- _TEXTO EXTRAÍDO_:
◇ ◇ ◇ ◇ ◇ ◇ ◇

El sonido al caer, ganadora del Premio del Jurado en Cannes, es un poema fúnebre sobre lo que resuena incluso cuando ya no está, sobre aquello que cae, un cuerpo, una vida, una época, y cuya vibración permanece, como un eco persistente que se filtra a través de generaciones.
La premisa es aparentemente sencilla, mostrándonos la vida de cuatro chicas, Alma, Erika, Angelika y Lenka, nacidas en tiempos distintos, viven su juventud en la misma granja en la región de Altmark. Lo que podría ser una saga familiar lineal se transforma, gracias al trabajo de montaje y puesta en escena, en una arquitectura temporal quebrada, permeada por fantasmas, repeticiones y reverberaciones. La casa es un organismo, una herida, un archivo y una tumba. En sus paredes se acumulan traumas, silencios y violencias que se infiltran.

Schilinski rehúye a la cronología para construir un flujo continuo donde los tiempos se contaminan entre sí. A través de movimientos de cámara que recorren pasillos como si fueran conductos de memoria, y de voces en off femeninas que surgen desde distintos momentos históricos, la directora construye una textura densa, casi táctil, donde el pasado no explica el presente, sino que lo acecha.
La historia de Alma, una niña que vive justo antes de la Primera Guerra Mundial, establece el origen de ese temblor, donde el trauma surge en el accidente autoinducido del hermano, creado para no ir a la guerra, creando un castigo permanente, una la violencia soterrada en la familia, donde se impone la religiosidad extrema. Luego aparece el punto de vista de Erika, cuya vida rural está marcada por una inquietante fascinación por el tío Fritz. Más tarde, Angelika vive los años ochenta de la RDA con un deseo incontenible de escapar y una sensualidad que no cabe en el mundo que la rodea. Lenka, en la actualidad, hereda la vibración trágica de todas ellas, marcando su paso por la granja la cual está rodeada de un destino que parece ya escrito en los cuerpos de sus antepasadas.

El sonido al caer es una narración que acompaña a sus imágenes que funcionan como fragmentos en un altar dedicado a aquello que se perdió. El formato 4:3 intensifica la sensación de encierro, y el trabajo fotográfico de Fabian Gamper alterna entre nitidez y grano para construir un espacio casi metafísico, donde la imagen misma se quiebra o se espesa según la intensidad de los recuerdos.

◇ ◇ ◇ ◇ ◇ ◇ ◇

- _INFORMACIÓN PROPORCIONADA_:
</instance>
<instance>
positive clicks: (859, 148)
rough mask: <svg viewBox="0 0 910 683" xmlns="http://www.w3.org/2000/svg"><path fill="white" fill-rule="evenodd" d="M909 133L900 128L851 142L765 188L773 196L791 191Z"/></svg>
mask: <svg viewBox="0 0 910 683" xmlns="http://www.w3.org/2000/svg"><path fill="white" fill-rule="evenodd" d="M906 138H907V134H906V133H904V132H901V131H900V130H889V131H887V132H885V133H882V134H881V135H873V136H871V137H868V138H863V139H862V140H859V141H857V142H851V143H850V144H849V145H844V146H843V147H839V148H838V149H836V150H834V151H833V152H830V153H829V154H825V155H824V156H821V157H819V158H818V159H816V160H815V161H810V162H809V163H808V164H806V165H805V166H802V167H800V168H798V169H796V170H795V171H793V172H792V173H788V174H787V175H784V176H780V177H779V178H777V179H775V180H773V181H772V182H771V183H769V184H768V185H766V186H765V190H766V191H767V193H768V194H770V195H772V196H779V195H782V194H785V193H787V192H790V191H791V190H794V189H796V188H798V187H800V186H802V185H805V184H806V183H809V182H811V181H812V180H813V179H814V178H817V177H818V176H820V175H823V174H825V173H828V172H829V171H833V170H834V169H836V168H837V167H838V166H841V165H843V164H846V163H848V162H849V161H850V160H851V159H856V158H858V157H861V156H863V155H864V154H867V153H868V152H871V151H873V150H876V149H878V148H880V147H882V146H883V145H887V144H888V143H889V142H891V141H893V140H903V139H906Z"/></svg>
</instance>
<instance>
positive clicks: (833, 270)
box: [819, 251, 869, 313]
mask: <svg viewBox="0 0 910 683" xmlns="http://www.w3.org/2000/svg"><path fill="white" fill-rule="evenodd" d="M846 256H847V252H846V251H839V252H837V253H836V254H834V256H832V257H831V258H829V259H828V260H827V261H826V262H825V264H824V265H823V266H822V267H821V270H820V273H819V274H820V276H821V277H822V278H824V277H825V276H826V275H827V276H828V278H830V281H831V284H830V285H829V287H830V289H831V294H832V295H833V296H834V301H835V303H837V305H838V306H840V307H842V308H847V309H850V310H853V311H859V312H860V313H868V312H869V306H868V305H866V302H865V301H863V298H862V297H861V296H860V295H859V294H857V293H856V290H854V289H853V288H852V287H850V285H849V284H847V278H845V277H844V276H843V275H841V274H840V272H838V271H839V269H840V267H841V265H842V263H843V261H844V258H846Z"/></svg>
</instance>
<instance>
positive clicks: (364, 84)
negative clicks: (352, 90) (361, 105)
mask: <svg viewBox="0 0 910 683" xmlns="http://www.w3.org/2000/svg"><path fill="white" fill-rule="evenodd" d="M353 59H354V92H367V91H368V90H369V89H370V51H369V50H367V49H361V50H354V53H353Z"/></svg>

◇ ◇ ◇ ◇ ◇ ◇ ◇

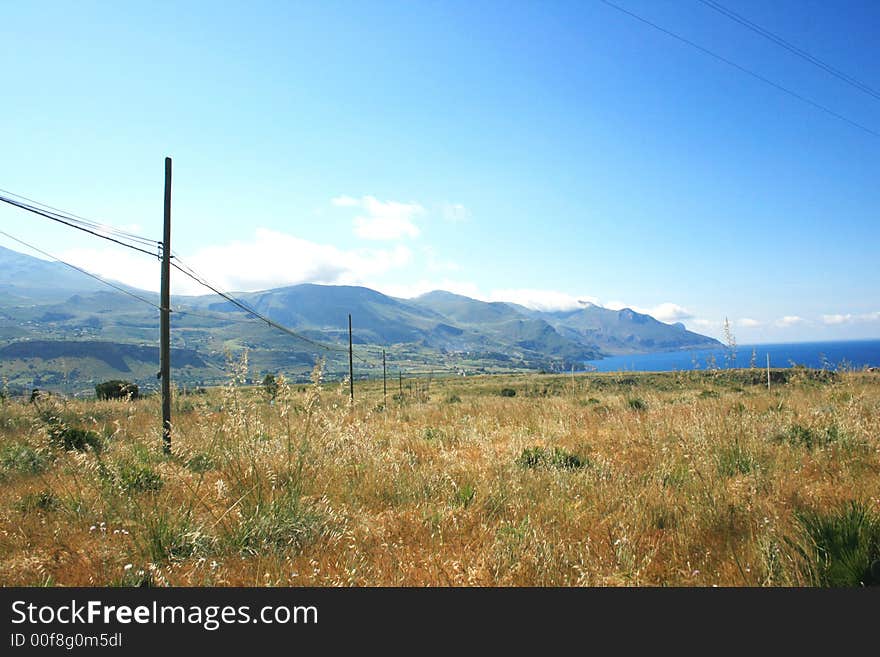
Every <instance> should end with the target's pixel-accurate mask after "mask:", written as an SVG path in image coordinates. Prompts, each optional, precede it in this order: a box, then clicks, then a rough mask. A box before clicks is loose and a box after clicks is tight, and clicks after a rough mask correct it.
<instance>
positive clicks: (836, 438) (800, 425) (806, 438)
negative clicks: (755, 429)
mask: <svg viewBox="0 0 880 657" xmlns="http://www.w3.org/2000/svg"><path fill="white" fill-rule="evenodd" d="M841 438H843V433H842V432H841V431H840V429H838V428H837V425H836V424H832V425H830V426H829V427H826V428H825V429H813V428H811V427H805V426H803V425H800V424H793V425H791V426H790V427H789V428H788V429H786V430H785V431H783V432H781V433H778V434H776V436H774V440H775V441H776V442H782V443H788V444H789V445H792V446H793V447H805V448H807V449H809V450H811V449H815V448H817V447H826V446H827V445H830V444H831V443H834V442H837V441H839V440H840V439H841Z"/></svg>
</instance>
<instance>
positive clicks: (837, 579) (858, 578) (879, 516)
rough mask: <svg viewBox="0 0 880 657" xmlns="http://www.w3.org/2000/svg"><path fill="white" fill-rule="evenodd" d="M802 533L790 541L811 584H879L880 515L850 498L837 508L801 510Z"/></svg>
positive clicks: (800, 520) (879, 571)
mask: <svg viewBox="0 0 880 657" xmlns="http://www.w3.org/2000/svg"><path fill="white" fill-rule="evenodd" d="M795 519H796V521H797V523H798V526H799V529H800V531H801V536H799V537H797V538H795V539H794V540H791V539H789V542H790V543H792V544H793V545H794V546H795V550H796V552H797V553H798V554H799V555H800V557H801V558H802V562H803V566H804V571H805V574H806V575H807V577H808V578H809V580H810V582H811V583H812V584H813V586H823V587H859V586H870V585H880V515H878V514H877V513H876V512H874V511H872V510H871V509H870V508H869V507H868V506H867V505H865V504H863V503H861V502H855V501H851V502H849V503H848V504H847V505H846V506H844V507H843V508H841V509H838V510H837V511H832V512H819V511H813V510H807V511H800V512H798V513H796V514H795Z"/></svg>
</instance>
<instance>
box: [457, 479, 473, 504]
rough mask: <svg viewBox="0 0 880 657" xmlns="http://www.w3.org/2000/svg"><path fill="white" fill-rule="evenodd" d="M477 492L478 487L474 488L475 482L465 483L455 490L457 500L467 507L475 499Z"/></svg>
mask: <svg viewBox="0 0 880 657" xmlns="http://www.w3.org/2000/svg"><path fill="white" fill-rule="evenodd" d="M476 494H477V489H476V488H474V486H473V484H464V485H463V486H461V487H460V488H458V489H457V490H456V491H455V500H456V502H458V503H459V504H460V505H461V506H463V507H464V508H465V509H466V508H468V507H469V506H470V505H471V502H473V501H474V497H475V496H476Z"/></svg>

◇ ◇ ◇ ◇ ◇ ◇ ◇

- _TAREA POR REALIZAR_: Enumera los nombres de las chicas que, según la reseña de El sonido al caer, viven su juventud en la misma granja de la región de Altmark.

- _RESPUESTA_: Alma, Erika, Angelika y Lenka.